**Written problem:**
Can you reproduce the listing below from its start down to the line containing "[0,0,600,156]", requests included, with every bounding-box coordinate in the answers shifted by -113? Leave the pictures out.

Object detection data:
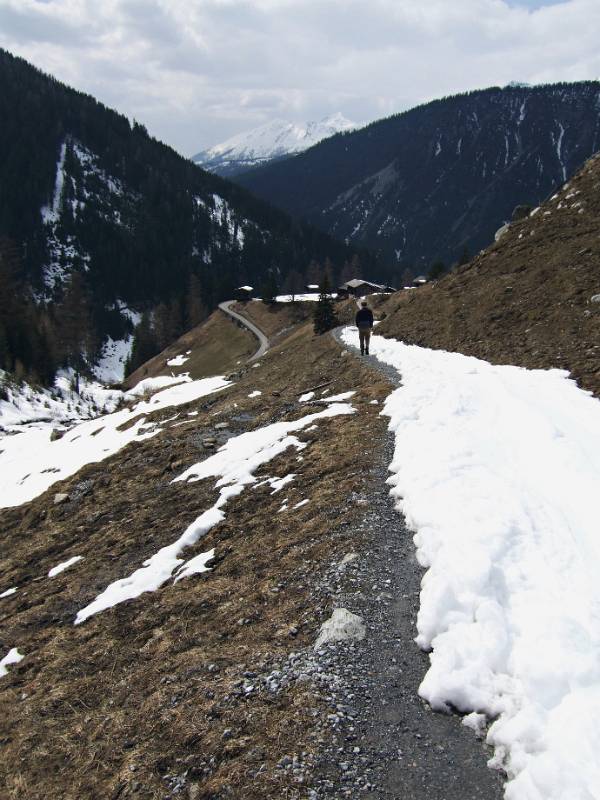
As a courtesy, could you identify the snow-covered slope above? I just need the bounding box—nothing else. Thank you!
[192,112,357,175]
[343,328,600,800]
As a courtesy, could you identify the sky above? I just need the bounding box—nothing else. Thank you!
[0,0,600,156]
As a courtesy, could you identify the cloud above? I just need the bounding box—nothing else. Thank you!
[0,0,600,155]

**Solution below:**
As a courtesy, could you identify the snow-covered slope above? I just need the bounding box—nothing else. Thank you!
[79,-1,244,62]
[230,215,487,687]
As a courtesy, could you identify the sky above? I just need the bounding box—nothing else. Thank you!
[-113,-113,487,43]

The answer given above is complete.